> [How to complete this task]
Below is a set of entries; give all of them again exactly.

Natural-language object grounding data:
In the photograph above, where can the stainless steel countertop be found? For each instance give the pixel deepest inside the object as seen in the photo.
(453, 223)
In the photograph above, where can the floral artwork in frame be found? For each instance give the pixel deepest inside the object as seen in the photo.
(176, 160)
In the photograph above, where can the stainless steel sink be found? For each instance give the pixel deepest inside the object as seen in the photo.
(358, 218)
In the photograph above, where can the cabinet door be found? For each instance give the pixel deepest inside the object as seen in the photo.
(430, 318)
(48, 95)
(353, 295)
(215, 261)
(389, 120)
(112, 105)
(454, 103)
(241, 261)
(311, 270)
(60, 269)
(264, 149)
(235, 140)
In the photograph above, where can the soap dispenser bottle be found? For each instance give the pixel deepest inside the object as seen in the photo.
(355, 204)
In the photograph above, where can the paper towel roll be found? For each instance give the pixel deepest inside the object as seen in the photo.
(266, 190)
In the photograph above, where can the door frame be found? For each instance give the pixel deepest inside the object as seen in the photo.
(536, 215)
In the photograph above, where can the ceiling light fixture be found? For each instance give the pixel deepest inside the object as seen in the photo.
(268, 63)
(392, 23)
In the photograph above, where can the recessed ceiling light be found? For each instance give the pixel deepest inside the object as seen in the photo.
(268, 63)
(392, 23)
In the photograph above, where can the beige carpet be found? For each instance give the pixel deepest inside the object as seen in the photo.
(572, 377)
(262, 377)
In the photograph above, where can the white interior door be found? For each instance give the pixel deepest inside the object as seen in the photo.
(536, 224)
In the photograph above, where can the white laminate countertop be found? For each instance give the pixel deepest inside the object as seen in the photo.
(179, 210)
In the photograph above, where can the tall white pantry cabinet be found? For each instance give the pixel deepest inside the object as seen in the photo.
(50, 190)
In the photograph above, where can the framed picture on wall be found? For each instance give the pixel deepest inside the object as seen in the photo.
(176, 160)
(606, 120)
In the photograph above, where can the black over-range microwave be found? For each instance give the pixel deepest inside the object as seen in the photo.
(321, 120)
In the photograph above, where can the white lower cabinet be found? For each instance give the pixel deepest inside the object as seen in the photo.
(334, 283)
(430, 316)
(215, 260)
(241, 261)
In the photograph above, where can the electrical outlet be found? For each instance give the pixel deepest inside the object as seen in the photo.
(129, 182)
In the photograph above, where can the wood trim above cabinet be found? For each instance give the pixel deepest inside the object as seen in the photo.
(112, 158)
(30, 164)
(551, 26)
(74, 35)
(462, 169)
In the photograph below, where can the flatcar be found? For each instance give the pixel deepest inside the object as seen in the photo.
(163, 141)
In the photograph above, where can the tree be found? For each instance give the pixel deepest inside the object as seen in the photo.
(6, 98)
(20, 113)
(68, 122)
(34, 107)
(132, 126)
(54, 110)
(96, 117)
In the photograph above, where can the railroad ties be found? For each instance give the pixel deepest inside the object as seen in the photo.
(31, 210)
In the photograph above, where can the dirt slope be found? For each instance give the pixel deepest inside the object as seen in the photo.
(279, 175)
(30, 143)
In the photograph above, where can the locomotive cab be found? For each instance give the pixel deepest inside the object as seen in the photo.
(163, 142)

> [Solution]
In the photograph above, where can the stainless steel countertop be found? For each instance give the pixel deepest inside the object as seen in the photo.
(453, 223)
In the photograph above, where can the floral artwork in frame be found? For each instance give the pixel deepest inside the object as seen in the photo.
(176, 160)
In the photograph above, where can the stainless steel sink be found? For each instance give the pixel deepest inside the object as seen in the photo.
(358, 218)
In the photograph above, where can the cabinet door be found? For each instance give the pixel deepest inside the object as seen in the photo.
(430, 318)
(48, 95)
(353, 295)
(215, 261)
(389, 120)
(112, 105)
(454, 103)
(241, 261)
(311, 270)
(60, 269)
(264, 149)
(235, 140)
In the photograph above, where can the soap dispenser bottle be found? For each instance give the pixel deepest inside the object as seen in the photo.
(355, 204)
In the photograph above, where can the paper towel roll be found? For each instance give the pixel deepest inside the object as seen in the photo.
(266, 190)
In the photograph above, where can the door frame be found? For each instance give the pixel deepest inside the object as seen in the photo.
(536, 215)
In the photograph above, where can the ceiling light fixture be found? For each instance give the pixel deepest inside the object as seen in the photo.
(268, 63)
(392, 23)
In the photograph above, where can the recessed ceiling light be found? For each instance give the pixel deepest inside the object as seen in the photo.
(268, 63)
(392, 23)
In the photograph above, where can the beige carpet be found? For each instance give the pixel deepest inside the object as seen in the photo.
(572, 377)
(262, 377)
In the photograph above, where can the white interior door be found? For each instance give the pixel deepest inside the object as seen in the photo.
(536, 224)
In the photograph above, where can the white laminate countertop be found? For each instance give the pixel deepest inside the object as seen in the photo.
(179, 210)
In the photograph above, where can the tall white pantry cabinet be found? For each instance give the pixel deepest inside the object as seen in the photo.
(50, 190)
In the photograph above, where can the framed picture on wall be found? For each instance give the pixel deepest inside the object as seen in the photo.
(176, 160)
(606, 120)
In the photograph above, where can the black over-range microwave be found? For each instance give the pixel deepest inside the object as seen in the photo.
(321, 120)
In the photograph above, where can the white lower cabinet be found? For each instance give the pixel deepest inside the object as seen in the photo.
(334, 283)
(430, 316)
(215, 260)
(241, 261)
In the photograph above, where can the electrical outlet be found? For each instance give the pixel deepest inside the object as seen in the photo.
(129, 182)
In the photograph above, where can the wood trim above cabinet be found? For each instance give the pixel deepest inside the object as seen in the photo.
(112, 158)
(30, 164)
(551, 26)
(74, 35)
(462, 169)
In the photograph below, where can the flatcar be found? For each instance give the pixel deepest inside the object as seen in the photo.
(163, 141)
In the photograph above, where can the tree be found? For each instance give the pixel deepest inside the object as seen in the photo.
(6, 98)
(20, 113)
(68, 122)
(34, 107)
(132, 126)
(54, 110)
(96, 117)
In the photograph above, where can the railroad ties be found? For each instance give the pixel deepest inside the object as seen in the photo.
(31, 210)
In the photograph above, where can the dirt slope be found? For each instance give the pixel deepest inside the object as seen in the photo.
(279, 175)
(30, 143)
In the photograph above, where can the locomotive cab be found? For each instance give the pixel deepest inside the object as seen in the photo.
(163, 142)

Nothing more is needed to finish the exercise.